- WHAT THIS EXERCISE ASKS:
1: Please condense the paragraph of the Strike Force 7 review that begins "With all that is good with this product" into a short bulleted list that keeps its main facts.
2: Answer these questions from the Strike Force 7 review:
(a) What organization opposes the Strike Force 7 heroes?
(b) Within how many pages of the book are most of the new rules found?
(c) In what month did AEG release version 2.0 of the Spycraft rules?

- TEXT BLOCK:

Review: Strike Force 7

Written by Wolverine

Anyone who grew up with Saturday morning cartoons in the eighties should quickly recognise the inspiration behind OtherWorld Creation’s Strike Force 7 – GI Joe. The writers even admit to borrowing heavily from The Real American Hero franchise for this book. The titular heroes of the game are members of a, until recently, secret anti-terrorism group based in the United States. Opposing them is the insidious Skorpion, an Ancient Egyptian styled organisation dedicated to bringing about their new world order through any means necessary.

Overall, the book is a fairly good read. In traditional Spycraft style, most of the new rules can be found in the first twenty pages of the book, collated to minimise page flipping for players and GC’s – here referred to as CO’s. The remaining three quarters of the book introduces the reader to both major organizations, as well as working each into the annals of history. Fortunately, the writers have taken the stance of not blaming Skorpion for every negative major event in recent times – including 9/11. Skorpion has its own goals and methods, all of which appear as ‘new’ history.

It would be easy to come away from this book thinking that all SF 7 agents are cut from the same cloth, but the writers have left the organization varied enough that gun-toting soldiers can fight alongside more fragile hackers and charismatic facemen. This is where being a Powered by Spycraft product really pays off. Having an entire range of Spycraft products to draw material from, no player need ever play the same character twice, nor does any member of the team. If they so choose, they can even play a Skorpion turncoat. There is also a selection of new ordinance for players to choose from. Everything from the mundane kinetic ram, to the mighty Anubis Battle Armour.

This highlights one of the real strong points of the game. Much of what was available to GI Joe can be found in this book, in one way or another. Some of the more oddball units, like Cobra’s toxin units, don’t make an appearance, but most everything else does. The beauty of this is that if you still have your old GI Joe toys, or have recently picked up the newer range, and like to involve miniatures in your games for tactical combat, then you’re all set. You can even utilise the posability of the GI Joes to represent any special movement actions you may be making. It’s like reliving those childhood games .. with a set of actual rules.

With all that is good with this product, it is almost a shame to bring up something that is bad. However, it is not the fault of bad writing or dodgy editing, it is more a case of timing. For anyone that has missed new rpg releases over the last few months, AEG came out with version 2.0 of the Spycraft rules in August. SF 7 is written to be compatible with the original rules. All is not lost, fortunatly, as the rules have not changed so much as to make the game unplayable, it just requires a little tweaking of certain things before play can commence. For starters, you would want to assign campaign qualities to make the game more 2.0 friendly. Qualities such as Big Budget, Black and White, Blockbuster and Faction [for more details on Campaign Qualities, check out Spycraft 2.0 pg 405].

Strike Force 7 – Spycraft on full-auto.

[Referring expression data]

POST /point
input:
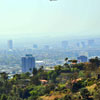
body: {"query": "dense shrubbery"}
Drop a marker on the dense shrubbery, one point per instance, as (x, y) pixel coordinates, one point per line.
(71, 80)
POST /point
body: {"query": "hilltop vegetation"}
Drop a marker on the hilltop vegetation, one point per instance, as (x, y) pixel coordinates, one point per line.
(75, 81)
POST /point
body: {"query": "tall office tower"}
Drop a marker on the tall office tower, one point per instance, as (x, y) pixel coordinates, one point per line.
(83, 44)
(35, 46)
(10, 44)
(82, 58)
(28, 63)
(90, 43)
(64, 44)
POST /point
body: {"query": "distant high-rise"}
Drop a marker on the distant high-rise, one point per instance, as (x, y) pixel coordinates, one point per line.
(82, 59)
(28, 63)
(10, 44)
(83, 44)
(65, 44)
(35, 46)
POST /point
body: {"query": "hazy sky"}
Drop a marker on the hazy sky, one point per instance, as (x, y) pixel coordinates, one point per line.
(44, 18)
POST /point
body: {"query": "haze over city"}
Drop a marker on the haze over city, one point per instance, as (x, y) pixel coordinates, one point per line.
(42, 18)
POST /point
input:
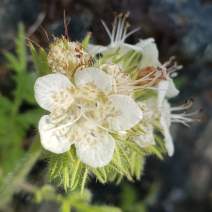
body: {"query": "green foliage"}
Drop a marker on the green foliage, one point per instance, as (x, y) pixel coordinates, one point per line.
(67, 170)
(14, 123)
(71, 200)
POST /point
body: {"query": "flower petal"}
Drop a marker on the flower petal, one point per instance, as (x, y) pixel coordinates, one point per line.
(124, 113)
(94, 76)
(95, 149)
(146, 137)
(53, 139)
(168, 139)
(53, 91)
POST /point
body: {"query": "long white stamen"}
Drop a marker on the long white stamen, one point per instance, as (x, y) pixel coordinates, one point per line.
(114, 31)
(107, 30)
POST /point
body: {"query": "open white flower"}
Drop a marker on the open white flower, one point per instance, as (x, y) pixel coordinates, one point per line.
(146, 136)
(83, 114)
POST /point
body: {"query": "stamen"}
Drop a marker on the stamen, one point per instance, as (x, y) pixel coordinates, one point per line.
(107, 30)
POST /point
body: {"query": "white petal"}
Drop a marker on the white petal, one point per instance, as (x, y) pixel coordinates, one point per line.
(168, 139)
(126, 114)
(95, 49)
(162, 90)
(53, 139)
(172, 90)
(146, 137)
(143, 42)
(96, 149)
(53, 91)
(94, 76)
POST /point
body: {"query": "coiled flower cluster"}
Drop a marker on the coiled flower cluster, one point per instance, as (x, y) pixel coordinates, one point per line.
(105, 114)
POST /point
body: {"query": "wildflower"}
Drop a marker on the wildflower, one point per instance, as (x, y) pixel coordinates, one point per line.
(83, 114)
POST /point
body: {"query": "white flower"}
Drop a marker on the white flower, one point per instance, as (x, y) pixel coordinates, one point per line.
(146, 136)
(83, 114)
(166, 117)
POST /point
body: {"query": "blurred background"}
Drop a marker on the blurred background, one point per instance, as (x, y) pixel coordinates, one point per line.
(181, 28)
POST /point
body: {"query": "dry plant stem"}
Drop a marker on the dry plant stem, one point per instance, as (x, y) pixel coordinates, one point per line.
(14, 179)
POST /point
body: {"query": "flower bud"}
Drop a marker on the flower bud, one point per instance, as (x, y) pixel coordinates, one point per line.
(66, 57)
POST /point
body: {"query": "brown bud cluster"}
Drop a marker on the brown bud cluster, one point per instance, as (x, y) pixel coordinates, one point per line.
(66, 57)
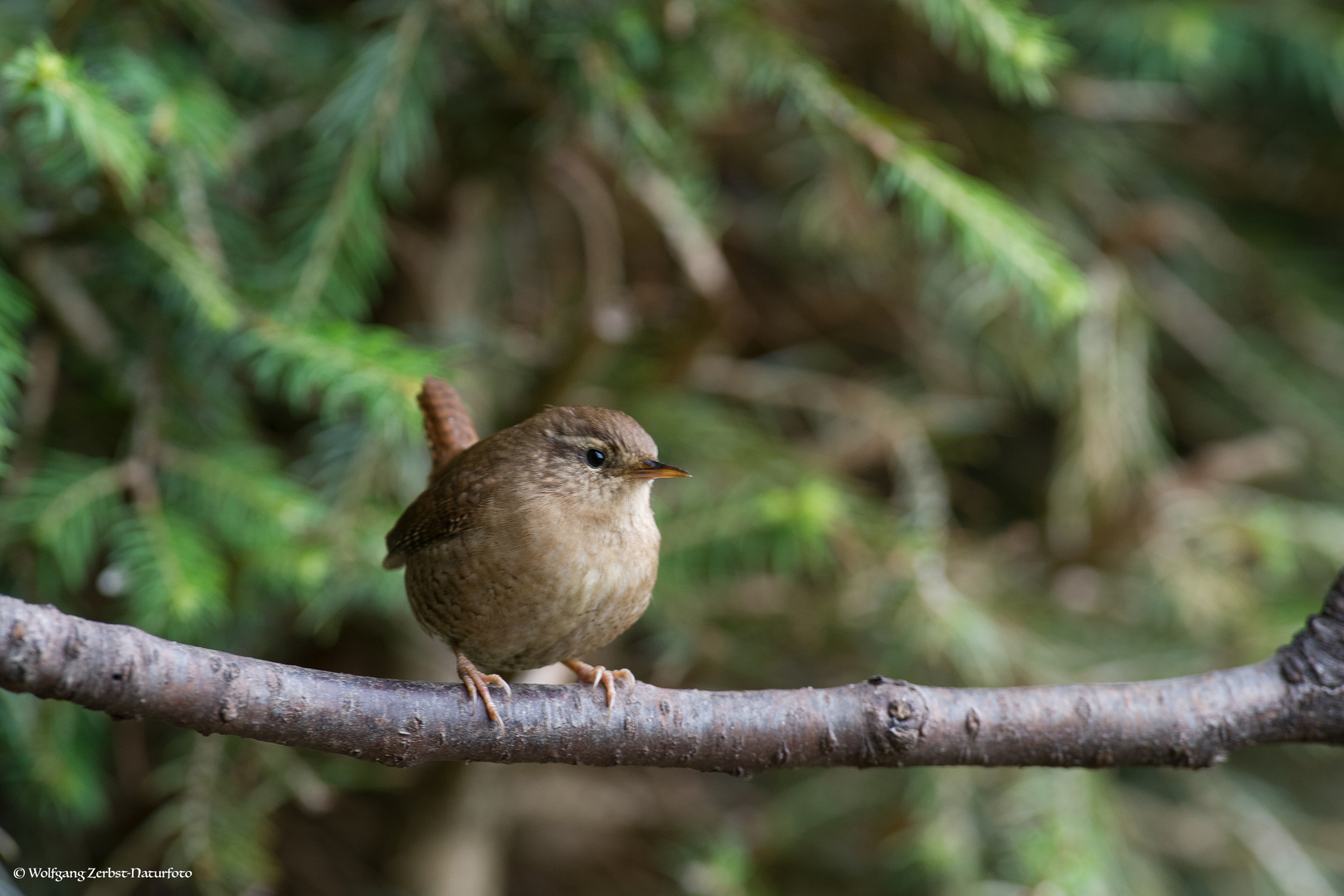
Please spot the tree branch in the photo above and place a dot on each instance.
(1293, 698)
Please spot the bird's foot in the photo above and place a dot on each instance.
(479, 683)
(600, 674)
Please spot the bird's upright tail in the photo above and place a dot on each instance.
(448, 426)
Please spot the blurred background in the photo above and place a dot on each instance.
(1006, 345)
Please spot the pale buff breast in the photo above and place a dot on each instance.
(527, 590)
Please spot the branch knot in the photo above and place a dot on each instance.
(1316, 655)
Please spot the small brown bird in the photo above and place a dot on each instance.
(533, 544)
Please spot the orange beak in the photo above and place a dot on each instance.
(655, 470)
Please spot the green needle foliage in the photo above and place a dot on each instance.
(1003, 343)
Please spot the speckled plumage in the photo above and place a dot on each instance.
(520, 553)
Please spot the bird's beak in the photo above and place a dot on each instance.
(655, 470)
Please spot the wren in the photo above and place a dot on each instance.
(533, 546)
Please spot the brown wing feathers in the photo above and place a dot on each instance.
(448, 426)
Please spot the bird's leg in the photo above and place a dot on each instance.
(480, 683)
(600, 674)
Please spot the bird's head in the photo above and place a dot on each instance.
(600, 448)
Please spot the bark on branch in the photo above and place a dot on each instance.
(1293, 698)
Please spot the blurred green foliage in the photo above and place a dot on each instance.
(1003, 343)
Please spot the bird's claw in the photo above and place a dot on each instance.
(600, 676)
(479, 683)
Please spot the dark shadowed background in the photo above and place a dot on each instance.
(1006, 345)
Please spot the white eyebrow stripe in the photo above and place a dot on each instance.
(582, 441)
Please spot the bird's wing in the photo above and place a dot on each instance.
(441, 512)
(448, 426)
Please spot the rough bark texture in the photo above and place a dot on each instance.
(1192, 722)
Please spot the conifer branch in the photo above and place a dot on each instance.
(1194, 722)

- ACTIVITY ANSWERS:
1:
- The product's drawback comes from timing, not bad writing or editing.
- AEG released version 2.0 of the Spycraft rules in August.
- SF 7 is written to be compatible with the original rules.
- The game is still playable, but certain things need some tweaking before play.
- Assigning campaign qualities such as Big Budget, Black and White, Blockbuster and Faction makes it more 2.0 friendly (details in Spycraft 2.0, pg 405).

2:
(a) Skorpion, an Ancient Egyptian styled organization.
(b) The first twenty pages.
(c) August.